- [The task]
Reproduce the following material verbatim, line for line.

- [Supplied records]
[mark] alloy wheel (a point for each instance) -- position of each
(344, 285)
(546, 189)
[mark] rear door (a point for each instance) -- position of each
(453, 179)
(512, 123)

- [Task output]
[mark] alloy wheel (a point for each instance) -- position of each
(344, 285)
(546, 189)
[mark] rear door (a point for each instance) -- position of each
(453, 179)
(512, 123)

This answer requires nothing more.